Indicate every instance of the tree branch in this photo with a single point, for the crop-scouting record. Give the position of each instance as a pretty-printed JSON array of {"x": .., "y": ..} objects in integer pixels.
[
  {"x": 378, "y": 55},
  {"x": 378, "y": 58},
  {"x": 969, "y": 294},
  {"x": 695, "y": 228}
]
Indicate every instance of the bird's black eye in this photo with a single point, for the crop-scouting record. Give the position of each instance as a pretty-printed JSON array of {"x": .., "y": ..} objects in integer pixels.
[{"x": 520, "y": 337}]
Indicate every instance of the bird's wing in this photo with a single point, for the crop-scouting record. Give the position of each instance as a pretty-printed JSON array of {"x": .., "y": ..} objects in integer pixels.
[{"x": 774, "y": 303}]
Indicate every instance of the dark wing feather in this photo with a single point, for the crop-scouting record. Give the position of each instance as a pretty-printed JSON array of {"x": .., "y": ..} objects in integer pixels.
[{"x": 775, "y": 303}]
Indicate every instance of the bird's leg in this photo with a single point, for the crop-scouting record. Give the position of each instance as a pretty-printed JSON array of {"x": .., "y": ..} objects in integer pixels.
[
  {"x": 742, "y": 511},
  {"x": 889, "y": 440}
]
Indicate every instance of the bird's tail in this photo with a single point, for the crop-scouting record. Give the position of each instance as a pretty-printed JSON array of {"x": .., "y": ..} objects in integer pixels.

※

#### WHAT YOU SHOULD DO:
All of the material above should be reproduced exactly.

#### ANSWER SECTION:
Indicate every instance of the tree branch in this photo with a single point, for the crop-scouting record. Give the position of each instance as a pretty-printed JSON array of {"x": .., "y": ..} objects in integer pixels.
[
  {"x": 378, "y": 55},
  {"x": 378, "y": 58},
  {"x": 969, "y": 294},
  {"x": 695, "y": 228}
]
Indicate every instance of the bird's black eye in this photo with a single point, for the crop-scouting record. Give the position of each instance as a pretty-printed JSON array of {"x": .., "y": ..} objects in integer pixels.
[{"x": 520, "y": 337}]
Indicate every instance of the bird's wing in this photo with a single point, for the crop-scouting record. Give the position of each instance as a pretty-printed JSON array of {"x": .., "y": ..} objects in integer pixels.
[{"x": 774, "y": 303}]
Indicate every instance of the dark wing feather in this photo with a single point, for the crop-scouting record. Give the position of each instance as a pretty-printed JSON array of {"x": .., "y": ..} objects in integer pixels.
[{"x": 775, "y": 303}]
Indicate every instance of the bird's leg in this photo with a single point, for the crop-scouting record. Give the position of each instance as a pretty-printed JSON array of {"x": .., "y": ..} objects in integer pixels.
[
  {"x": 742, "y": 511},
  {"x": 889, "y": 440}
]
Indicate every instance of the bird's tail in this photo with a single point, for the crop-scouting record. Give the position of each instance as a pretty-printed JSON array of {"x": .., "y": ..} objects in integer pixels.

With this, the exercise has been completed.